→ Text
* * *

Former South Dakota Gov. Mike Rounds (R) says he was unaware of the $600,000 loan his Cabinet secretary approved for a beef plant just weeks before that secretary left to work for a firm that benefitted from the loan.
Rounds’s spokesman Mitch Krebs told the Argus Leader that Rounds “did not sign off on those requests” for the $600,000 loan increase and wasn’t aware of the increase “that he recalls.”
A staffer for Rounds’s successor, Gov. Dennis Daugaard (R), said the governor typically signs off on loans of more than $100,000 under the state’s controversial EB-5 visa program, which offered foreigners visas in exchange for investments in local projects.
Benda proposed a $600,000 loan to the Northern Beef Packers plant, just two weeks before he left office to work as a loan monitor for SDRC Inc., a company that managed EB-5 investment programs, including South Dakota’s.
Benda committed suicide in October of last year while facing indictment for allegedly attempting to redirect $550,000 from another $1 million loan to the plant — which Rounds did sign off on — to pay his own salary.
The latest statements by Rounds won’t put to bed continued questions from Democrats about his management of the program. He told the Argus Leader that he had no regrets about how he handled the program, and he only wished he had paid more attention to it, so he could explain it better to the public.
Polling has shown South Dakotans don’t believe he’s fully answered their questions on his management of the program, and he’s lost support in the race to former GOP Sen. Larry Pressler, now running as an independent. Democrats also see an opportunity for their candidate, Rick Weiland, to gain traction and are spending millions attacking Rounds on the EB-5 scandal.
On Tuesday, MayDay PAC launched its first negative ad against Rounds, suggesting he’s been lying about the visa program.
Pressler, meanwhile, has been hit with attack ads as well, from Republicans worried at the threat he poses to Rounds. But he’s getting an assist of his own from a group of former staffers, who are pouring an undisclosed sum — a “couple hundred thousand dollars,” one said — into an ad in which they all praise their former boss and decry the negative attacks against him.

* * *

→ Point-per-instance localization data
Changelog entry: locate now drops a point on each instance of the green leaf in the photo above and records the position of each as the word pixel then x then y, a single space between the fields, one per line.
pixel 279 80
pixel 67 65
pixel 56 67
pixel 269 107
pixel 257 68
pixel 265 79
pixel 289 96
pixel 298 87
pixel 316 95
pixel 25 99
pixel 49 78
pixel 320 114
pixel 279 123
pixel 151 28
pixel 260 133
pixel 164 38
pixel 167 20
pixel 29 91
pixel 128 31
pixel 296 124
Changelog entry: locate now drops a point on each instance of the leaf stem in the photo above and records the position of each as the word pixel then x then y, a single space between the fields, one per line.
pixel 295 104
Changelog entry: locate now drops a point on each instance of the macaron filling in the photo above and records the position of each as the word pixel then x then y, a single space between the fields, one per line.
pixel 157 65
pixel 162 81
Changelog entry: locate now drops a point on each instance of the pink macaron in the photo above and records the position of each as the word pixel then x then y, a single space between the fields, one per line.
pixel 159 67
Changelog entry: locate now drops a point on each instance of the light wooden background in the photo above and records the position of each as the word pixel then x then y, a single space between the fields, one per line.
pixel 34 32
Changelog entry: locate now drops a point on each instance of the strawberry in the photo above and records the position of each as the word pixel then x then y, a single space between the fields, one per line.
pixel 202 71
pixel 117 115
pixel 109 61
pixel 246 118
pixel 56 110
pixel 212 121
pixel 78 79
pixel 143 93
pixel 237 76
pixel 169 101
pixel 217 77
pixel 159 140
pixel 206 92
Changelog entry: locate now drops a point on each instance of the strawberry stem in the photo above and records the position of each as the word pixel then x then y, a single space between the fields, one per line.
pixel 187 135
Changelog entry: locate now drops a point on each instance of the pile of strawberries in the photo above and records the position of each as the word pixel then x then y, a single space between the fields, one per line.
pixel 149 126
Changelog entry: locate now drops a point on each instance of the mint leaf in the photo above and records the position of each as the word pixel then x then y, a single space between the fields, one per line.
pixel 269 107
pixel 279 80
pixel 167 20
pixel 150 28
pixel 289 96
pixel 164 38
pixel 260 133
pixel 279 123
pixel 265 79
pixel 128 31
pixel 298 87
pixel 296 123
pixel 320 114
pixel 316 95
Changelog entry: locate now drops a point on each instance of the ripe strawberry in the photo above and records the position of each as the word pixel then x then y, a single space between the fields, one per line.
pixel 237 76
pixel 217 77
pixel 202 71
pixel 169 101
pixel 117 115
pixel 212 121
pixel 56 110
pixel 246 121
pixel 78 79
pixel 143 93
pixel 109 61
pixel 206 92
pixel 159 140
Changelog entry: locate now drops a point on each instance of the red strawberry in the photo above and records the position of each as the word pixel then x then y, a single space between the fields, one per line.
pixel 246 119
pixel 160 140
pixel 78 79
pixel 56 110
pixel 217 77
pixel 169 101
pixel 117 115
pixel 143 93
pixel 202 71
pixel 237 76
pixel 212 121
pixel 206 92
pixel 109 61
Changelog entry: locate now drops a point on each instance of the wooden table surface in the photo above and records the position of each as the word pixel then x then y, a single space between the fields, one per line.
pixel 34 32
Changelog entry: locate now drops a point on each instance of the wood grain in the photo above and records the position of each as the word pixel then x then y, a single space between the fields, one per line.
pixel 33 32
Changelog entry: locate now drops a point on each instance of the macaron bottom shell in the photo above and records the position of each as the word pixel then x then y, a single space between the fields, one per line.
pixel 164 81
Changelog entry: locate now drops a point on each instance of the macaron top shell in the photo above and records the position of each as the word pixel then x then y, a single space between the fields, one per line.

* * *

→ Problem description
In the article about Mike Rounds and the EB-5 loan, what job did Benda leave office to take? The lines have nothing to do with this.

→ Answer
A loan monitor for SDRC Inc.